Eight Forsyth County deputies have been suspended with pay until the use of deadly force investigation is completed but they are expected to be back at work this week, days after Forsyth deputies shot and killed a man apparently intent on taking hostages and killing people at the courthouse.

As the Forsyth County Courthouse reopened Monday, many other deputies went to the range Monday to train on the “very scenario” that played out at the courthouse Friday morning, according to Sheriff’s Office Maj. Rick Doyle.

Dennis Marx, armed and wearing two bullet-proof vests and a gas mask, sped up the front walkway of the Forsyth County Courthouse, firing an AR 15 at deputy Daniel Rush as he was doing a routine sweep of the grounds.

Marx was killed by some of the eight deputies who responded and fired on him. On Monday Rush had his second surgery to repair a fractured tibia and fibula, Doyle said.

The suspensions with pay are routine in officer involved shootings.

“They will go through psyche evaluations and we’ll get their statements,” Doyle said. “We hope they will be cleared by the end of the day tomorrow (Tuesday).”

The Georgia Bureau of Investigation is reviewing the use of force but that investigation will take longer, Doyle said.

The GBI said in news release that Marx “died as the result of multiple gunshot wounds” but the GBI did not provide any other details, such as how many times he was shot.

Monday was spent tying up lose ends.

The threats to local law enforcement that popped up on the internet in the hours after the shooting have been investigated and found to be harmless, Doyle said.

....

▸ **Activity 1**:
According to the Forsyth County courthouse shooting report, what injury was repaired in Daniel Rush's second surgery on Monday?
▸ **Activity 2**:
Copy the stretch of the Forsyth County courthouse shooting report from "Marx was killed" through "fibula, Doyle said." word for word.
▸ **Activity 3**:
Carry on the Forsyth County courthouse shooting report from its final sentence onward.

▸ **Available data**:

....

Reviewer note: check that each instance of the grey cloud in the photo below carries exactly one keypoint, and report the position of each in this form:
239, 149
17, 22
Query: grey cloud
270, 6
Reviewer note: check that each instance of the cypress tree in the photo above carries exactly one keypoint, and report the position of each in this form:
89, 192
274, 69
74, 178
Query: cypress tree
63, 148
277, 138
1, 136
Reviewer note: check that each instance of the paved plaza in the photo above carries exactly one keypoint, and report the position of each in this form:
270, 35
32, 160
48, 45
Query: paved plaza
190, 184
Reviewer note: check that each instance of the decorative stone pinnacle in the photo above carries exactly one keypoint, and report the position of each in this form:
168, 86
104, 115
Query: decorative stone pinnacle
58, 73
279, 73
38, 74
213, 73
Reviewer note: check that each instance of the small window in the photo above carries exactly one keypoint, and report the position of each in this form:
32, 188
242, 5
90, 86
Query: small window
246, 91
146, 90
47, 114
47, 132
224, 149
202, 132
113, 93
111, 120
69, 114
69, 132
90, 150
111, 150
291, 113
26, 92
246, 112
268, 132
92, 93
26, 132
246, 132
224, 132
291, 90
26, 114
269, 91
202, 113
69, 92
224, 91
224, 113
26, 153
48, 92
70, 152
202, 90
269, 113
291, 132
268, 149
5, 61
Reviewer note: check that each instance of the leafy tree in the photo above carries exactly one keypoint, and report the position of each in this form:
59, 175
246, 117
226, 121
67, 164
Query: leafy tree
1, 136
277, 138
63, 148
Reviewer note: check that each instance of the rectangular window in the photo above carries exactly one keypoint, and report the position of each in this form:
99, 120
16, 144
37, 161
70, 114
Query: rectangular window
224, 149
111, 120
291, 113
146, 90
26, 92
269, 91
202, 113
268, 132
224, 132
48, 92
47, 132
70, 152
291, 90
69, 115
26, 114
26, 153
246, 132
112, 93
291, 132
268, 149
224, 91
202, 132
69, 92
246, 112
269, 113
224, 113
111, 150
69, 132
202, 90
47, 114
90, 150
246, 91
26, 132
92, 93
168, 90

....

▸ **Response 1**:
A fractured tibia and fibula.

▸ **Response 2**:
Marx was killed by some of the eight deputies who responded and fired on him. On Monday Rush had his second surgery to repair a fractured tibia and fibula, Doyle said.

▸ **Response 3**:
“It was just sympathizers getting on Facebook, people who hate cops,” Doyle said. “We’ve tracked them down and we’re not worried about them.”

Marx’s house has been cleared of explosives though Forsyth County Sheriff’s Office officials declined to say what they found.

Marx was to have been in court Friday morning to enter an expected guilty plea to possession of marijuana with intent to distribute and possession of a firearm while in the commission of a felony.

According to Forsyth Sheriff Duane Piper, Marx intended to ram a rented Nissan Nissan Armada into the building and then to attach bombs to hostages.

A long-time friend said Marx had lost most of his savings and his ability to work in the three years since his arrest on the drug charge. That friend of 30 years, Wayne Crisci, told The Atlanta Journal-Constitution Marx had become increasingly desperate and had started selling his possessions.

“He had lost just about everything, ” Crisci said. “There’s some fragile people out there who just can’t deal with it when their whole world caves in. What he did was crazy —- there’s no defending it. But that arrest absolutely drove him over the edge.”